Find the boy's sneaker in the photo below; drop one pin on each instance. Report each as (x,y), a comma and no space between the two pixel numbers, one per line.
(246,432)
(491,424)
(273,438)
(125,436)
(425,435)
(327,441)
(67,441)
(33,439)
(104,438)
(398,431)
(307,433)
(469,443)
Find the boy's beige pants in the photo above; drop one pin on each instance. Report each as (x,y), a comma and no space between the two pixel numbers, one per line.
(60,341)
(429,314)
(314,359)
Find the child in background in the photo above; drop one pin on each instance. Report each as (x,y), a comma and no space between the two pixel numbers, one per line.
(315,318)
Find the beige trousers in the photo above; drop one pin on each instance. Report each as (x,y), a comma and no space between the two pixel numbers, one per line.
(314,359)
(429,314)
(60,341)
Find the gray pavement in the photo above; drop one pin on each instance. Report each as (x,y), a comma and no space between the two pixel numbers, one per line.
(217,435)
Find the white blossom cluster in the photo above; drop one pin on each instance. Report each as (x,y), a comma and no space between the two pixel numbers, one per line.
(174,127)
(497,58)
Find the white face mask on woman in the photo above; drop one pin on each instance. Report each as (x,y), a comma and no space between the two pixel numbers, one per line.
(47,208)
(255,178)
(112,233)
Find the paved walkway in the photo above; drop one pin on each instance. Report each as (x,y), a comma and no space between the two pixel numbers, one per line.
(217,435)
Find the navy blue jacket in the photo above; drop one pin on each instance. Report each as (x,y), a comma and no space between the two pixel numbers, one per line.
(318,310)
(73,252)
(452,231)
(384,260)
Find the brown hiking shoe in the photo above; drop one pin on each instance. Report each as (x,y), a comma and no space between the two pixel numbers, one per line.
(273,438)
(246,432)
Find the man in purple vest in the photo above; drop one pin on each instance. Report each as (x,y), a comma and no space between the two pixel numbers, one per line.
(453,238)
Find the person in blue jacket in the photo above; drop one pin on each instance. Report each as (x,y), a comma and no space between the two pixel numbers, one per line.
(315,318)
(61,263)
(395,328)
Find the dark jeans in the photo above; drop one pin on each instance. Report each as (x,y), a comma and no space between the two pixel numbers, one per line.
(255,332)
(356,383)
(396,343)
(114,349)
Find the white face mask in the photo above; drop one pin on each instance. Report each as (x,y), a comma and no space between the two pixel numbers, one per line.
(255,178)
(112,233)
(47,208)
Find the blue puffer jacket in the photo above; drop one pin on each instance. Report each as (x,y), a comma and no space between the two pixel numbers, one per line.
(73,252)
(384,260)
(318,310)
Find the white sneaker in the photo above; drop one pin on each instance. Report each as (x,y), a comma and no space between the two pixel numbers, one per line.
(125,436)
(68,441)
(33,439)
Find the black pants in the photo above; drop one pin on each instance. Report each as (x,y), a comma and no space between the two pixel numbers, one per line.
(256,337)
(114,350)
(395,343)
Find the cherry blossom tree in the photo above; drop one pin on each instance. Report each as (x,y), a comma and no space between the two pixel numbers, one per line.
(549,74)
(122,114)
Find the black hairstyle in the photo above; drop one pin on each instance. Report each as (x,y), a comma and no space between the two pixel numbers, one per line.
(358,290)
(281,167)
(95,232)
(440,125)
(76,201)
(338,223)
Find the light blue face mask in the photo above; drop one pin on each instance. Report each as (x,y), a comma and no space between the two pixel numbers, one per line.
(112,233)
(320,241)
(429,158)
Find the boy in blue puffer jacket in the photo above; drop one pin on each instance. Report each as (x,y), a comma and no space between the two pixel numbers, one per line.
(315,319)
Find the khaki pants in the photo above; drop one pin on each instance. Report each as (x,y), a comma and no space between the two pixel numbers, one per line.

● ● ● ●

#### [What you need to do]
Copy, exactly as written, the lines above, beginning with the one that contains "Find the black hairstyle" and ending with the last.

#### [Exercise result]
Find the black hairstyle in the photo above; drop one pin on each instance. Report each as (x,y), a comma and no space between the two pixel numbers, one per line.
(358,290)
(281,167)
(95,232)
(440,125)
(76,201)
(338,223)
Find the light blue face mask in the photo above; drop one pin on each instance. Report each as (x,y), a comma and no space between the two pixel numbers, one per line.
(112,233)
(320,241)
(429,158)
Find the boy in blue puffer jacket in the photo above; drop one pin on each instance. Report each as (x,y), a comma and no space between the two pixel numbers, one per line.
(315,319)
Find the khaki pants in the photo above; drop one pin on each instance. Report each as (x,y), a comma and no space between the two pixel numbers, one per line.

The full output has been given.